───── TEXTO DE LECTURA ─────
En la “nueva normalidad”, millones de personas desempleadas o con trabajo precario son quienes están en la necesidad de salir a buscar su sustento y el de sus familias, y, por consiguiente, son quienes están más expuestas al contagio. Y mientras miles, millones de personas salen a las calles a buscar el pan diario, quienes podemos permanecer en confinamiento nos limitamos a observar y, en no pocas ocasiones, a juzgar desde la mayor o menor comodidad de nuestras casas y departamentos. No es que no lo supiéramos de mucho antes, la pandemia simplemente ha exacerbado uno de los rasgos estructurales del capitalismo: el individualismo. La evidencia está allí: cada quien lucha por sobrevivir como puede, con muy escasas muestras de solidaridad de algunas, pocas, iniciativas individuales. Estamos tan cerca y a la vez tan lejos.

Muchas otras personas, cientos de miles o tal vez más, han abandonado el confinamiento sin tener el apremio económico de quien vive al día; lo han hecho posiblemente por el agotamiento emocional que significa estar encerradas solas o en familia: tan cerca, pero a la vez tan lejos. Las repercusiones emocionales de la pandemia seguramente son ominosas, sin embargo, no solamente no sabemos qué tan profunda es la huella que están dejando en las subjetividades, ni siquiera se considera que sea un problema que merezca atención, es decir, programas, estrategias, acciones, recursos. Que cada quien resuelva como pueda sus angustias emocionales, o que no las resuelva, pero que al menos tenga el decoro de no hacerlas evidentes.
───── DATOS GUARDADOS ─────
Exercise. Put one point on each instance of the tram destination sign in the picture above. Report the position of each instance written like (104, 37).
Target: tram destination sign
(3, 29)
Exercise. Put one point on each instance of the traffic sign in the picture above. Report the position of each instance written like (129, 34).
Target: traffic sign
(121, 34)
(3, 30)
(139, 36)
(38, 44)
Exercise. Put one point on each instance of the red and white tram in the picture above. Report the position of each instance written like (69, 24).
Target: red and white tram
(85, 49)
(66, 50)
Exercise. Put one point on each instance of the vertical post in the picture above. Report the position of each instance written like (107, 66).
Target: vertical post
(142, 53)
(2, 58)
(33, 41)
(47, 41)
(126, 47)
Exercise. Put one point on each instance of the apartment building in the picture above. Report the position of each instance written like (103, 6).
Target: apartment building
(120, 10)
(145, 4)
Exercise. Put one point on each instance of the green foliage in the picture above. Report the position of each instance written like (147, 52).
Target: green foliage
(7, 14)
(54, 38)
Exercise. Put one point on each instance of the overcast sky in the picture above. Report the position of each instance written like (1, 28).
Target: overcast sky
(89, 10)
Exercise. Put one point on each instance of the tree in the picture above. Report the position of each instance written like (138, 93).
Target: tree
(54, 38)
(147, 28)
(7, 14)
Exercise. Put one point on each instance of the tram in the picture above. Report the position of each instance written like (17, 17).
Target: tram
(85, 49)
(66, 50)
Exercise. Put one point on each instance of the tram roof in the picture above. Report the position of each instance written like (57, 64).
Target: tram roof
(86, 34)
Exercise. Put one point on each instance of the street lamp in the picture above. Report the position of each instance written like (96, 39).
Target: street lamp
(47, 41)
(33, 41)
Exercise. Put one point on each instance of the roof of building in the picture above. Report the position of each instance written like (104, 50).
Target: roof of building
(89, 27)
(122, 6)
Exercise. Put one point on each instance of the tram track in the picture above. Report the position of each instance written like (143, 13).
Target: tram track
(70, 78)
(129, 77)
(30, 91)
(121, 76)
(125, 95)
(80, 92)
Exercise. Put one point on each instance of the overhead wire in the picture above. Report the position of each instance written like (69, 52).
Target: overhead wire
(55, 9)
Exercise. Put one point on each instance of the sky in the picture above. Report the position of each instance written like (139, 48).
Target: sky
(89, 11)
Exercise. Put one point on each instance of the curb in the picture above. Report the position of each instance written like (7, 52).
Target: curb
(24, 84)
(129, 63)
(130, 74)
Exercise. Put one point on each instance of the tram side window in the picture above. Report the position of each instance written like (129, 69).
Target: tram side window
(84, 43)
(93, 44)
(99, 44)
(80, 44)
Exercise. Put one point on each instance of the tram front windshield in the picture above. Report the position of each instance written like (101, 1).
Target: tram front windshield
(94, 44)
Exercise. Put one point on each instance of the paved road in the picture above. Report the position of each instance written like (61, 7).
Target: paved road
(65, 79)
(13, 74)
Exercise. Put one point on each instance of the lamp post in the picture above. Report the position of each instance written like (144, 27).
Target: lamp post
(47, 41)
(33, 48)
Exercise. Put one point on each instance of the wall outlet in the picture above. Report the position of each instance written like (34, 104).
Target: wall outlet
─────
TAREA » Según el texto de lectura, ¿qué rasgo estructural del capitalismo se ha agravado con la pandemia?

RESPUESTA » El individualismo.